Three Fantastic Creatures or Spirits from Celtic Traditions

Over the several thousand years since these stories first developed, Celtic traditions have told of the some of the craziest, creepiest and downright mad creatures and spirits.

From cannibal man-horses than live in Lochs, to snake-headed leopards and demon kings with killer gazes – the British Isles has supposedly been home to some truly fantastical entities in its deep glens and wild moors. These are just three of the most interesting we’ve picked out here, but an expert in Celtic storytelling would no doubt be able to pick out many more examples from the annals of spoken and written history.

Dearg Due

One of many vampire legends in Irish folklore, the Dearg Due possibly inspired the most famous of all blood suckers – Bram Stoker’s Dracula. The Dearg Due however was a lot more feminine and a little less gothic than the famous vampire. The victim of a cruel father arranging a marriage to an even more sadistic local chieftain, the Dearg Due takes her bloodsucking revenge on the men of Ireland every year.

That is, when the locals of Waterford in Munster forget pile a cairn of stones upon her grave – by what is today known as the Strongbow Tree (which bears no relation to the popular cider though, sadly).

== Supplied material ==

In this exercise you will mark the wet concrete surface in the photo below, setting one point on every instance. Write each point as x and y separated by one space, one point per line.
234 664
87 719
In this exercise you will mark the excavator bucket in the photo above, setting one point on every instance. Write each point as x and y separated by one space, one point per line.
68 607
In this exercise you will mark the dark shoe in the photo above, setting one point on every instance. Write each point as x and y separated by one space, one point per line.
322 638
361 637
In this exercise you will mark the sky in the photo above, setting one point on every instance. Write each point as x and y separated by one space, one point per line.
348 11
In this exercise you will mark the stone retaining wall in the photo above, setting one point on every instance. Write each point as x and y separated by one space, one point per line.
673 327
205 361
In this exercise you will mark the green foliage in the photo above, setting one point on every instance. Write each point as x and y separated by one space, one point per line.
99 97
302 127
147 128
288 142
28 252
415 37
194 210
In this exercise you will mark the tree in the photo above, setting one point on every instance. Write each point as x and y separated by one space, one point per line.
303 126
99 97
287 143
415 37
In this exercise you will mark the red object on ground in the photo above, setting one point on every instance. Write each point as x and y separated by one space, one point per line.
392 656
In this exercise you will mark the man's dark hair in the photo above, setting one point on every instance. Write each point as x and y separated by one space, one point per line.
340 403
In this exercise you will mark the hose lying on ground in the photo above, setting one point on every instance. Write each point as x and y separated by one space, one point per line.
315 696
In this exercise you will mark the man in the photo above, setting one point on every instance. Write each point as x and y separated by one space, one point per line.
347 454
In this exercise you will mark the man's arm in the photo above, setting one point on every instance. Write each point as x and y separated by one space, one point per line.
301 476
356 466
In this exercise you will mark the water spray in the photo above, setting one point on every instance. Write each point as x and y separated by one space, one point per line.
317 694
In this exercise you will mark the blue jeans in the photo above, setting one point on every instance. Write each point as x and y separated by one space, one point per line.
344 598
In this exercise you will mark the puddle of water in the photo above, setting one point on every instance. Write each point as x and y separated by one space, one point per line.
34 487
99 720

== Set task 1 ==
In the text on Celtic creatures, which famous vampire may the Dearg Due have inspired?
== Set task 2 ==
Why, according to the text on Celtic creatures, does the Dearg Due take bloodsucking revenge on the men of Ireland?
== Set task 3 ==
Pick up the text on Celtic creatures after its last sentence and keep writing.

== Task response 1 ==
The Dearg Due may have inspired Bram Stoker's Dracula.

== Task response 2 ==
She was the victim of a cruel father who arranged her marriage to an even more sadistic local chieftain. Her yearly revenge on Irish men comes from that treatment.

== Task response 3 ==
Balor, The Demon King

The foremost warrior of the legendary Formorians, who raided Irish settlements from under the sea or ground, Balor was a tyrannical giant who could exterminate whole armies with his magical eye. However, one prophecy very much scared the mythical titan – that his grandson would grow up to be the only man to defeat him. To stop this happening, Balor had his only daughter, Eithne, locked up in a tall tower on the island of Tory. However, his despotic exploits around Ireland made him many enemies – and one of them, Cian the Mighty, broke into the tower and seduced Eithne as an act of revenge for the theft of his magic cow.

Lo and behold, destiny proved inescapable and Eithne’s son Lugh would eventually defeat Balor in battle several decades later. However, it was only after Balor had become so old he couldn’t even lift his own eyelids anymore to use his magical powers and had to rely on human helpers to lift it for him.

Each-Uisge & Kelpies

Each-Uisge & Kelpies
Each-Uisge &Kelpies

These two horse-human creatures are quite similar, but the Each-Uisge is by far the scarier and crazier proposition. Most often appearing a pale but beautiful horse, the Each-Uisge convinces men and children to ride it – before heading to the sea or a nearby loch. Whenever it sights water, the game is up for the hapless victim as the horse’s flesh becomes super sticky.

With the rider pinned in place, the Each-Uisge will run to the deepest part of the water and drown its victim before devouring everything but their liver. So, next time you’re about to try and ride wild horses near an Irish loch – you might want to think twice!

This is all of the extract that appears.